## [PROMPT]
The records follow. Give them all back exactly.

--- INFORMATION Enclosed Below ---

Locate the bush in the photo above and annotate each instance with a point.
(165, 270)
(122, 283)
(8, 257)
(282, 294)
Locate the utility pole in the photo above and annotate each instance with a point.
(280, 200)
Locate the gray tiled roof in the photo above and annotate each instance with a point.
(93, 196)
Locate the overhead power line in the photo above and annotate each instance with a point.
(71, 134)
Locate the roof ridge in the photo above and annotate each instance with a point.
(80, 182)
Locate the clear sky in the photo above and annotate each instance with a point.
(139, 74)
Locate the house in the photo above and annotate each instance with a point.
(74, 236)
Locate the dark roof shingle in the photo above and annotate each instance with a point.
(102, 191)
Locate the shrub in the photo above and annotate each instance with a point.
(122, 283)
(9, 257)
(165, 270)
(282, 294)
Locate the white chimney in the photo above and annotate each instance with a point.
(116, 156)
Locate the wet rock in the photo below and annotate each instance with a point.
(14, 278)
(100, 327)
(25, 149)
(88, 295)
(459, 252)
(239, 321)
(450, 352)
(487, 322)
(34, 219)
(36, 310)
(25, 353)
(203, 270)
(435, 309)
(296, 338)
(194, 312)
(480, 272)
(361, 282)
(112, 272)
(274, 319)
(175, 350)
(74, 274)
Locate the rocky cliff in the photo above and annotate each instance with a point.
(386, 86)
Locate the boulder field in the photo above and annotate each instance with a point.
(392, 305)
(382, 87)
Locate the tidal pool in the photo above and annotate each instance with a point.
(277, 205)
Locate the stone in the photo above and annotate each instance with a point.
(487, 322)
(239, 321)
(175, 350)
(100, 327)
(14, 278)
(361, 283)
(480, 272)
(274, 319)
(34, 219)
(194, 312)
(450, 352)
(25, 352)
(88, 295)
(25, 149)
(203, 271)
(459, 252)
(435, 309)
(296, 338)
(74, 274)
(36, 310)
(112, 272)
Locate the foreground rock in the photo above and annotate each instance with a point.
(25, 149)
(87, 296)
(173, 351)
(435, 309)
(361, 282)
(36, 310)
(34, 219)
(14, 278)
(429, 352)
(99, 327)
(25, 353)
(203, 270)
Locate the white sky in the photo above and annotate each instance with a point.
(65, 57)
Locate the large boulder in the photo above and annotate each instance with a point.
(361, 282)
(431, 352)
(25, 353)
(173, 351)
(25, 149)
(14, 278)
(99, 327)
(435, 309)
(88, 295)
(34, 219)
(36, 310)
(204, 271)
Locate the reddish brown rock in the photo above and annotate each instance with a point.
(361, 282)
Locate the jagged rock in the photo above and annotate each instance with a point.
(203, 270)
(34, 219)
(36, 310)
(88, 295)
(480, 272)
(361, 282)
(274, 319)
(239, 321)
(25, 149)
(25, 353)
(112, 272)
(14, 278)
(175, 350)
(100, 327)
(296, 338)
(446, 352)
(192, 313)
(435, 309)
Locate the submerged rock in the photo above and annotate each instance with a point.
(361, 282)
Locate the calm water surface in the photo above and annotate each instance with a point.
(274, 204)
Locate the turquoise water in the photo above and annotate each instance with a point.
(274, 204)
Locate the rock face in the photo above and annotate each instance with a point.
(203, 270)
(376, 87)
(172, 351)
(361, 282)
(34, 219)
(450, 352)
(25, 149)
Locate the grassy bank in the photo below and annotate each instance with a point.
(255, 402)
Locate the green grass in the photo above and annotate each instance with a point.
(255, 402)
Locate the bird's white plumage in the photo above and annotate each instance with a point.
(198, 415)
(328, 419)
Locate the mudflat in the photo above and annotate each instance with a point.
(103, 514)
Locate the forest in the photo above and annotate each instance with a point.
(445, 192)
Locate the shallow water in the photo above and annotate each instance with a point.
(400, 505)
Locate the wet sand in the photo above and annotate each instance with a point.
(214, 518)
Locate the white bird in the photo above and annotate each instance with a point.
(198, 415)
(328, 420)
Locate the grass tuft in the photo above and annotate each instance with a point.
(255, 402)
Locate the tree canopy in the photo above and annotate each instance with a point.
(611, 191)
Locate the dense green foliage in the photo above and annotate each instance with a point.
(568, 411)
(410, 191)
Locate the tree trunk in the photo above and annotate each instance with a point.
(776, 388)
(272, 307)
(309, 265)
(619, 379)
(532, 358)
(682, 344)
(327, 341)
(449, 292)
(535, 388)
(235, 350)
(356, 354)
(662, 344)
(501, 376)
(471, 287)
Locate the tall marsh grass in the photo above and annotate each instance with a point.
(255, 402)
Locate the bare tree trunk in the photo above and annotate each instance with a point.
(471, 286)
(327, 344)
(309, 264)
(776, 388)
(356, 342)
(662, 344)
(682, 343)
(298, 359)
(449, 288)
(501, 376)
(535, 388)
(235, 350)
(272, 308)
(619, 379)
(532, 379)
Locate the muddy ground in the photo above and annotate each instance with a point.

--- End of Enclosed INFORMATION ---

## [RESULT FOR THIS EXERCISE]
Locate the bush in the photo above and annotate each instance with a point.
(165, 270)
(122, 283)
(8, 257)
(282, 294)
Locate the utility pole in the photo above and annotate each instance with a point.
(280, 200)
Locate the gray tiled roof in the photo above and annotate each instance with a point.
(93, 196)
Locate the overhead power line in the photo above and annotate each instance with a point.
(71, 134)
Locate the roof ridge in the photo above and annotate each instance with a point.
(80, 182)
Locate the clear sky in the photo above and annotate each instance with a point.
(139, 74)
Locate the house in the photo above and annotate each instance with a point.
(74, 236)
Locate the dark roof shingle in the photo above and annotate each instance with a point.
(102, 191)
Locate the shrub in the photo above and annotate each instance with a point.
(122, 283)
(9, 257)
(165, 270)
(282, 294)
Locate the white chimney in the photo above and annotate each instance with a point.
(116, 156)
Locate the wet rock in the photo below and annotate each instance with a point.
(14, 278)
(100, 327)
(25, 149)
(88, 295)
(459, 252)
(239, 321)
(450, 352)
(487, 322)
(34, 219)
(36, 310)
(25, 353)
(203, 270)
(435, 309)
(296, 338)
(194, 312)
(480, 272)
(361, 282)
(112, 272)
(274, 319)
(175, 350)
(74, 274)
Locate the rocky cliff in the photo above and annotate each instance with a point.
(386, 86)
Locate the boulder field in the photo above and annotate each instance with a point.
(392, 305)
(382, 87)
Locate the tidal pool in the photo above and annotate each instance with a point.
(277, 205)
Locate the stone in the photo above and annotate each instance with a point.
(487, 322)
(239, 321)
(175, 350)
(100, 327)
(14, 278)
(361, 283)
(480, 272)
(274, 319)
(34, 219)
(194, 312)
(450, 352)
(25, 352)
(88, 295)
(25, 149)
(203, 271)
(459, 252)
(435, 309)
(296, 338)
(74, 274)
(36, 310)
(112, 272)
Locate the foreground rock in the photo above and annotate each instance with a point.
(25, 149)
(87, 296)
(173, 351)
(435, 309)
(361, 282)
(36, 310)
(34, 219)
(14, 278)
(429, 352)
(99, 327)
(25, 353)
(203, 270)
Locate the white sky in the photo above and annotate each instance with a point.
(65, 57)
Locate the large boulder in the photo above and annotate each instance with a point.
(361, 282)
(431, 352)
(25, 353)
(173, 351)
(25, 149)
(14, 278)
(99, 327)
(435, 309)
(88, 295)
(34, 219)
(36, 310)
(204, 271)
Locate the reddish brown rock in the photo above and annotate each instance with a point.
(361, 282)
Locate the jagged rock in the photo above and annotate each instance with a point.
(203, 270)
(34, 219)
(36, 310)
(88, 295)
(480, 272)
(361, 282)
(274, 319)
(239, 321)
(25, 149)
(25, 353)
(112, 272)
(14, 278)
(175, 350)
(100, 327)
(296, 338)
(446, 352)
(192, 313)
(435, 309)
Locate the submerged rock in the photo above and annotate each instance with a point.
(361, 282)
Locate the calm water surface in the photo above and annotate each instance with a point.
(274, 204)
Locate the turquoise water in the photo above and annotate each instance with a point.
(274, 204)
Locate the rock face in the photo above and annotate each instance with a point.
(203, 270)
(376, 87)
(172, 351)
(361, 282)
(34, 219)
(450, 352)
(25, 149)
Locate the grassy bank in the photo below and annotate each instance with a point.
(255, 402)
Locate the green grass in the photo above and annotate each instance with a point.
(255, 402)
Locate the bird's white plumage in the photo above and annotate each instance with a point.
(198, 415)
(328, 419)
Locate the mudflat in the photo above and annotate each instance with a point.
(103, 514)
Locate the forest in the photo above and annotate each instance with a point.
(445, 192)
Locate the shallow water in the photo above and annotate each instance with a point.
(400, 505)
Locate the wet sand in the photo above and annotate each instance with a point.
(214, 518)
Locate the white bird in the photo above and annotate each instance with a point.
(198, 415)
(328, 420)
Locate the grass tuft in the photo above and annotate each instance with a point.
(255, 402)
Locate the tree canopy in the photo above and annotate each instance with a point.
(611, 191)
Locate the dense green foliage in the photo above and annotate each instance with a point.
(568, 411)
(410, 191)
Locate the tree trunk in the photo above and annotate each instance with a point.
(776, 388)
(272, 307)
(309, 265)
(619, 379)
(532, 358)
(682, 344)
(327, 341)
(449, 292)
(535, 388)
(235, 350)
(356, 354)
(662, 344)
(501, 376)
(471, 287)
Locate the tall marsh grass in the photo above and annotate each instance with a point.
(255, 402)
Locate the bare tree trunk in the photo above and annotate each instance with a point.
(471, 286)
(327, 344)
(309, 264)
(776, 388)
(356, 342)
(662, 344)
(682, 343)
(298, 359)
(449, 288)
(501, 376)
(535, 388)
(235, 350)
(272, 308)
(619, 379)
(532, 379)
Locate the muddy ground in the photo above and annotate each instance with a point.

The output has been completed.